__DATA PROVIDED__:
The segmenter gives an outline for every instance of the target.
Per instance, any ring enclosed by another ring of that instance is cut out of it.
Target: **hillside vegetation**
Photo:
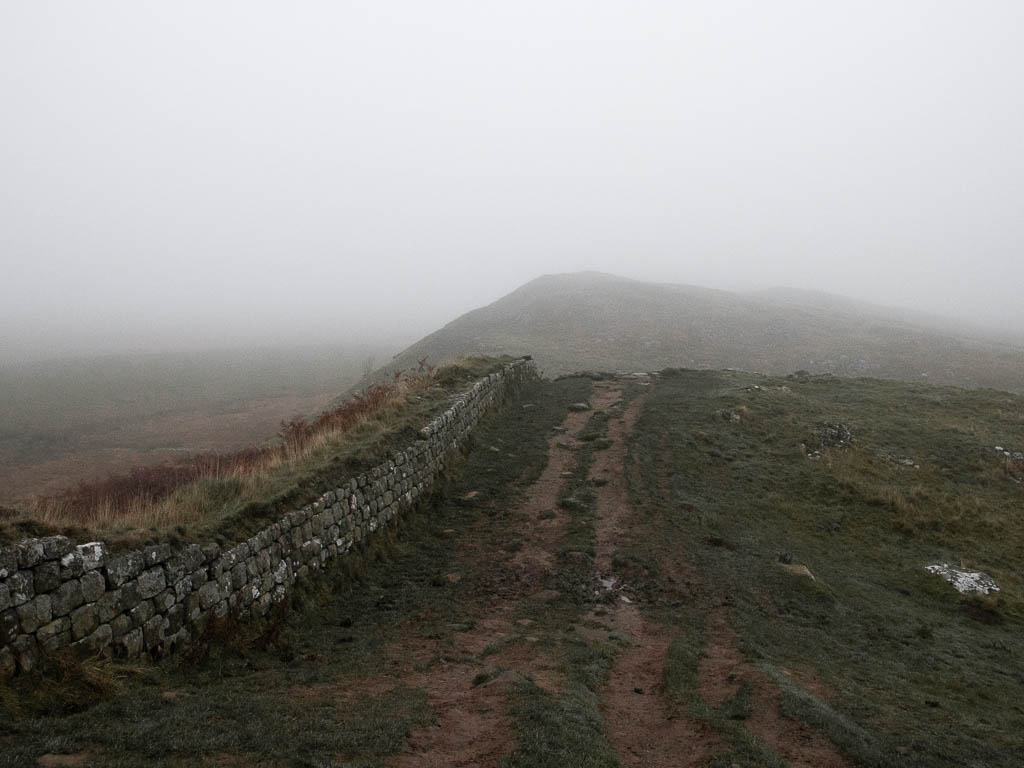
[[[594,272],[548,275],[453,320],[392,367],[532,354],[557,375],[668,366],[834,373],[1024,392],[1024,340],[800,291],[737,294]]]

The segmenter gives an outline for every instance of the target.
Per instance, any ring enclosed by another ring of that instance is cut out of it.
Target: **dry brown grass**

__WHAT NEEDS TO BE DONE__:
What is needed is a verbatim copy of the material, minus its pictures.

__YOUR SOLUTION__:
The segmenter gives an outline for every instance of the target.
Per instance, any ring enclosed by another ring of that instance is cut out of it.
Target: **hillside vegetation**
Photo:
[[[594,272],[548,275],[453,320],[392,367],[532,354],[557,375],[668,366],[834,373],[1024,392],[1024,340],[800,291],[737,294]]]

The segmenter gives an outline for every instance of the target.
Per instance, any ring enclosed by another ring of that instance is cut out of it.
Target: **dry brown grass**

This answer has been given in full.